● **JOB A**
In the game thread, what reason does nickrock23 give for expecting an up-and-down game to work in the team's favor?

I never woulda thought going to a up and down game with the Kings would be to our benefit......


----------



## JeepLiberty03 (Dec 28, 2002)

Eddie Jones in da house. Can we please D-up!:yes:


----------



## nickrock23 (Mar 28, 2004)

adelman shouldve called a timeout 10 minutes ago... horrible move. anyway that was huge rebound by haslem, i wish theat fell but at least he got fouled. how come we only play defense in the 2nd half?


----------



## reHEATed (Jun 29, 2003)

we are only down 6. Eddie is stepping up big time lately, no doubt. he is a lot better on the move than as a spotup shooter.


----------



## nickrock23 (Mar 28, 2004)

i said b4 the game, this could play into our hands cause when it comes down to it, we can score at will for long stretches.. when our defense starts confusing them, thats when we go for the kill


----------



## MarioChalmers (Mar 26, 2004)

Damn the Heat are comin back baby! Own those queens.


----------



## nickrock23 (Mar 28, 2004)

tech on who? ah doug christie.. thanks doug


----------



## reHEATed (Jun 29, 2003)

ft's

:upset:


----------



## JeepLiberty03 (Dec 28, 2002)

Keep it close to end the half.


----------



## -33- (Aug 6, 2002)

down 2


this is HEAT basketball


----------



## MarioChalmers (Mar 26, 2004)

Whoa.. nice pass.. erm shot


----------



## -33- (Aug 6, 2002)

we need to keep them off the glass


----------



## reHEATed (Jun 29, 2003)

we let songalia get that :upset:


----------



## nickrock23 (Mar 28, 2004)

dammit why didnt wade call a TO?


----------



## SacTown16 (Feb 2, 2004)

> Originally posted by <b>SacTown16</b>!
> 
> 
> You guys may get back in this when our bench comes in, without B-Jax we are terrible off the bench.


:yes: 

I knew it was coming


----------



## JeepLiberty03 (Dec 28, 2002)

● **JOB B**
Format everything in the records from the line containing "Note: pick out every instance of the blue" down to the end of the records as a Markdown table, with a Row column holding the row number and a Line column holding the line, and leave out blank lines.

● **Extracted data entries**
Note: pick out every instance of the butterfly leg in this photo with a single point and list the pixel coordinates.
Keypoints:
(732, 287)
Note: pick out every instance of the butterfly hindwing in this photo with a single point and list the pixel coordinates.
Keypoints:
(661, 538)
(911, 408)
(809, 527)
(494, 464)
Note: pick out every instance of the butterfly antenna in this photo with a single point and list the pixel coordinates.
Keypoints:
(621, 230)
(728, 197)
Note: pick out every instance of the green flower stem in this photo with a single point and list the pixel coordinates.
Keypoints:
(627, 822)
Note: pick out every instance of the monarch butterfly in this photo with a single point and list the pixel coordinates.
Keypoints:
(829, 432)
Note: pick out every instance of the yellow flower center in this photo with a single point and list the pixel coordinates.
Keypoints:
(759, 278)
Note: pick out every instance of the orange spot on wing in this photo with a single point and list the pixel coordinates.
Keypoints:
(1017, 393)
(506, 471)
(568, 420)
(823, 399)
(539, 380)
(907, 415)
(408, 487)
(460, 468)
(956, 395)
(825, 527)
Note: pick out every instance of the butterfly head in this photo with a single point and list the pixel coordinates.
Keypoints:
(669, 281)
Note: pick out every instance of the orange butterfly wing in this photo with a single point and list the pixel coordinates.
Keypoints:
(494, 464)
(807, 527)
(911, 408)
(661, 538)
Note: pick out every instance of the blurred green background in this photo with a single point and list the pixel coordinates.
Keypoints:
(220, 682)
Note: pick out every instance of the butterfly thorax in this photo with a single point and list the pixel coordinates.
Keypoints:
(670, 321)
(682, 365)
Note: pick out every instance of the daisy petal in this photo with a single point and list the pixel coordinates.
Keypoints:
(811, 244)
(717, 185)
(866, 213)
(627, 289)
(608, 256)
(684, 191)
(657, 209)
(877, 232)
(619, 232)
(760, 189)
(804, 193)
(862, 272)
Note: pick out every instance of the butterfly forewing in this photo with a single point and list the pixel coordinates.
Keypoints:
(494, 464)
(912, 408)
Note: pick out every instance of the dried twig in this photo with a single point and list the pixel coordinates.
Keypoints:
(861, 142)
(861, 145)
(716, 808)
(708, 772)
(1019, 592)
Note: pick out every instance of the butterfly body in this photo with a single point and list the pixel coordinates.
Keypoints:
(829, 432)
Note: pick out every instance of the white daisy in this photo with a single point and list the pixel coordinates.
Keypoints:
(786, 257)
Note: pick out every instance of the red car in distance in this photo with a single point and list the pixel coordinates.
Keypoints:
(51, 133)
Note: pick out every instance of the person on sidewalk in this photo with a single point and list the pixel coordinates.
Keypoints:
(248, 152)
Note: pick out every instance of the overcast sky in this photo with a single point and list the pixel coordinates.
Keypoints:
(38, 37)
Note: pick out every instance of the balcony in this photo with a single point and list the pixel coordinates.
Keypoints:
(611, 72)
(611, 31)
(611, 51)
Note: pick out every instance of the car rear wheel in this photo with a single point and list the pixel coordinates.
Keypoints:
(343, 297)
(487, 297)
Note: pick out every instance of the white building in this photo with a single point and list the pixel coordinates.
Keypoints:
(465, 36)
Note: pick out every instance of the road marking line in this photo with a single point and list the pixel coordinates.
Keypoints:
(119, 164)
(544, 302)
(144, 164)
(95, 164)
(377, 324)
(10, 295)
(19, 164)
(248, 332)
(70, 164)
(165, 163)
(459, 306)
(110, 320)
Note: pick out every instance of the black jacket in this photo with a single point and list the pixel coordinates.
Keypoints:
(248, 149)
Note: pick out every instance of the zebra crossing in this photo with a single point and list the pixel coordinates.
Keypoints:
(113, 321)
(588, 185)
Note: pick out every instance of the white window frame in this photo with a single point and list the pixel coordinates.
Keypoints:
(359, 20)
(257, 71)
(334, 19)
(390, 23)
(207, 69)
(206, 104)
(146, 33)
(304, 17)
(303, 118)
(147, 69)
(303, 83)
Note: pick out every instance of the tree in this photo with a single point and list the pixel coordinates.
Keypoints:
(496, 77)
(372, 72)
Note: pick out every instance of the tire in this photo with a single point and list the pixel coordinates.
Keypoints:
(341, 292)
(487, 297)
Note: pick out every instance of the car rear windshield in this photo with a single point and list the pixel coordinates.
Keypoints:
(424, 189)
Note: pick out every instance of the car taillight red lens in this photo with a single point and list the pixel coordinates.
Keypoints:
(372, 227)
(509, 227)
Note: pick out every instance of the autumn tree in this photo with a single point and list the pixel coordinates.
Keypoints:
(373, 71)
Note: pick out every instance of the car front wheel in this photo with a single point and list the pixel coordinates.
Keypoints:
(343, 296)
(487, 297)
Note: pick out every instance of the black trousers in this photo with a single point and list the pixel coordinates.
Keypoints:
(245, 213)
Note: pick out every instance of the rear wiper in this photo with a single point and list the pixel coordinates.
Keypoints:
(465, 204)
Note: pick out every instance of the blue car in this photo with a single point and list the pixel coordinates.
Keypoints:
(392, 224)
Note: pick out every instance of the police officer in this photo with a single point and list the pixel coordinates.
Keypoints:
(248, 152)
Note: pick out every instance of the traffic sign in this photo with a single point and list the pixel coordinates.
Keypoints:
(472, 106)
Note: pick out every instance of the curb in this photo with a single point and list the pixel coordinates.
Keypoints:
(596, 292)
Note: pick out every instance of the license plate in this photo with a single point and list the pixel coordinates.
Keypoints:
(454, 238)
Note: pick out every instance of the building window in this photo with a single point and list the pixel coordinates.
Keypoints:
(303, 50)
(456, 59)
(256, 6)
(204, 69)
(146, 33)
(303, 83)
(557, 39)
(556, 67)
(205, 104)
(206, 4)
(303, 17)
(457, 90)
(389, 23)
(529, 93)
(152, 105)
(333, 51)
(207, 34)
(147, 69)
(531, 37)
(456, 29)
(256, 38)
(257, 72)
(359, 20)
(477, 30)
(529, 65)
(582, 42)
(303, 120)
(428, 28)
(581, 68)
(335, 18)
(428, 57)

● **EXPECTED OUTPUT A**
nickrock23 says the team can score at will for long stretches. Once its defense starts confusing the opponents, that is when the team goes for the kill.

● **EXPECTED OUTPUT B**
| Row | Line |
|---|---|
| 1 | Note: pick out every instance of the blue car in this photo with a single point and list the pixel coordinates. |
| 2 | Keypoints: |
| 3 | (392, 224) |
| 4 | Note: pick out every instance of the police officer in this photo with a single point and list the pixel coordinates. |
| 5 | Keypoints: |
| 6 | (248, 152) |
| 7 | Note: pick out every instance of the traffic sign in this photo with a single point and list the pixel coordinates. |
| 8 | Keypoints: |
| 9 | (472, 106) |
| 10 | Note: pick out every instance of the curb in this photo with a single point and list the pixel coordinates. |
| 11 | Keypoints: |
| 12 | (596, 292) |
| 13 | Note: pick out every instance of the license plate in this photo with a single point and list the pixel coordinates. |
| 14 | Keypoints: |
| 15 | (454, 238) |
| 16 | Note: pick out every instance of the building window in this photo with a single point and list the pixel coordinates. |
| 17 | Keypoints: |
| 18 | (303, 50) |
| 19 | (456, 59) |
| 20 | (256, 6) |
| 21 | (204, 69) |
| 22 | (146, 33) |
| 23 | (303, 83) |
| 24 | (557, 39) |
| 25 | (556, 67) |
| 26 | (205, 104) |
| 27 | (206, 4) |
| 28 | (303, 17) |
| 29 | (457, 90) |
| 30 | (389, 23) |
| 31 | (529, 93) |
| 32 | (152, 105) |
| 33 | (333, 51) |
| 34 | (207, 34) |
| 35 | (147, 69) |
| 36 | (531, 37) |
| 37 | (456, 29) |
| 38 | (256, 38) |
| 39 | (257, 72) |
| 40 | (359, 20) |
| 41 | (477, 30) |
| 42 | (529, 65) |
| 43 | (582, 42) |
| 44 | (303, 120) |
| 45 | (428, 28) |
| 46 | (581, 68) |
| 47 | (335, 18) |
| 48 | (428, 57) |